### WHAT THE TASK REQUIRES
Retype the records below so that each one matches exactly.

### SUPPLIED MATERIAL
● ● ● ● ● ● ●

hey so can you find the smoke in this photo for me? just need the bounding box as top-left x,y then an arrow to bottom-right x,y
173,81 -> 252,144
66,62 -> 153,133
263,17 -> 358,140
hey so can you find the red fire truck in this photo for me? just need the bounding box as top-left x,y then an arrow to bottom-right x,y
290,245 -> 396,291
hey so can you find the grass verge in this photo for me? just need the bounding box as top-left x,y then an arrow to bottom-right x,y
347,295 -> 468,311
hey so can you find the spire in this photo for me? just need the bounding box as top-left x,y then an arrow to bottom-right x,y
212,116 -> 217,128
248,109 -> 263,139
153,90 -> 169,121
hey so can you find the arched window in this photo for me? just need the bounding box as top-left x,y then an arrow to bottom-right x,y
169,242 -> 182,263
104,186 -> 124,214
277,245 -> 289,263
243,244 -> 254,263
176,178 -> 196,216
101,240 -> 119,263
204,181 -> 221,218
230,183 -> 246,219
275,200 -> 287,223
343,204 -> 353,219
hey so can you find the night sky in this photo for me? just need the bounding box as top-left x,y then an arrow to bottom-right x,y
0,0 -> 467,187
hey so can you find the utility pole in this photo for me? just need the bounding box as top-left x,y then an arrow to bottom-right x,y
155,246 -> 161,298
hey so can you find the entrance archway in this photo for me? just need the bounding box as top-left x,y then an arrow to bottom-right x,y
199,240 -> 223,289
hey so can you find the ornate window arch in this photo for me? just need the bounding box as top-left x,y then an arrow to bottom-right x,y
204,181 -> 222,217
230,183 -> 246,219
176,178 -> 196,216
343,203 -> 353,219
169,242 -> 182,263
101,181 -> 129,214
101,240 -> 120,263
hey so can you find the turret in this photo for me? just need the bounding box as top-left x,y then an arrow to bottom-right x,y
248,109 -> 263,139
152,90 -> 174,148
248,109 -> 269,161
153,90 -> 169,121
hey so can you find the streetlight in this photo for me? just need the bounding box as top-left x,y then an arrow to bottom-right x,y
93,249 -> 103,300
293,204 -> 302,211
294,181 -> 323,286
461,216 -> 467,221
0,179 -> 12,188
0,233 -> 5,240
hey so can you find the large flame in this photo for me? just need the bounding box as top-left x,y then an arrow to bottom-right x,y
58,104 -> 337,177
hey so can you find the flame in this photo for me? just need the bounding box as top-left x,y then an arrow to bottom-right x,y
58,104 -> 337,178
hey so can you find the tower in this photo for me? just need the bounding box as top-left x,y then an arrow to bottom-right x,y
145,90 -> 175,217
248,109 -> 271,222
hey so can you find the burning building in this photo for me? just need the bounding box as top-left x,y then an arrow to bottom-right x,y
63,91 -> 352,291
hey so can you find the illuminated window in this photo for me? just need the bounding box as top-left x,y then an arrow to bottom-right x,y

● ● ● ● ● ● ●

### COMPLETED EXERCISE
hey so can you find the smoke in this photo for me? just need the bounding box as top-left x,y then an arrow to bottom-right x,y
173,81 -> 252,144
66,62 -> 153,133
263,17 -> 358,140
hey so can you find the red fire truck in this photo for me? just need the bounding box as top-left x,y then an arrow to bottom-right x,y
290,245 -> 396,291
hey so can you find the grass verge in this photo for me? just need the bounding box as top-left x,y then an arrow to bottom-right x,y
347,295 -> 468,311
hey so can you find the spire in this photo for me? just need the bounding box as top-left x,y then an arrow to bottom-right x,y
212,116 -> 217,128
248,109 -> 263,139
153,90 -> 169,121
hey so can you find the arched window in this photo for me? just need the bounding box as top-left x,y then an arrow to bottom-right x,y
169,242 -> 182,263
104,186 -> 124,214
277,245 -> 289,263
243,244 -> 254,263
176,178 -> 196,216
101,240 -> 119,263
204,181 -> 221,218
230,183 -> 246,219
275,200 -> 287,223
343,204 -> 353,219
hey so can you find the night sky in this photo for me? just need the bounding box as top-left x,y then an arrow to bottom-right x,y
0,0 -> 467,187
hey so can you find the utility pole in this photo for me? just need the bounding box as top-left x,y then an arrow to bottom-right x,y
155,246 -> 161,298
hey so can you find the entrance archway in this photo for me? just need the bounding box as top-left x,y then an arrow to bottom-right x,y
199,240 -> 223,289
hey so can you find the ornate window arch in this photo for me? just need the bounding box as top-left x,y then an arrow to bottom-right x,y
204,181 -> 222,217
230,183 -> 246,219
176,178 -> 196,216
343,203 -> 353,219
169,242 -> 182,263
101,181 -> 129,214
101,240 -> 120,263
hey so can you find the turret in this photo for me? just need the bounding box as top-left x,y then an arrow to bottom-right x,y
248,109 -> 263,139
152,90 -> 174,148
248,109 -> 269,161
153,90 -> 169,121
hey so can you find the streetlight in this photo for me? just need the bounding box as top-left x,y then an arrow to bottom-right x,y
93,249 -> 103,300
293,204 -> 302,211
294,181 -> 323,286
461,216 -> 467,221
0,179 -> 12,188
0,233 -> 5,240
hey so can you find the large flame in this photo for me? just need the bounding box as top-left x,y then an arrow to bottom-right x,y
58,104 -> 337,177
hey so can you find the flame in this photo for me? just need the bounding box as top-left x,y then an arrow to bottom-right x,y
58,104 -> 337,178
hey so can you find the tower in this photo for me? just need the bounding box as top-left x,y then an arrow to bottom-right x,y
145,90 -> 175,217
248,109 -> 271,222
hey so can you find the burning building in this photo for me? just need the bounding box as top-left x,y then an arrow to bottom-right x,y
63,91 -> 352,291
hey so can you find the illuminated window in this photo for me? just need the bounding box as top-left x,y then an arrow to bottom-right x,y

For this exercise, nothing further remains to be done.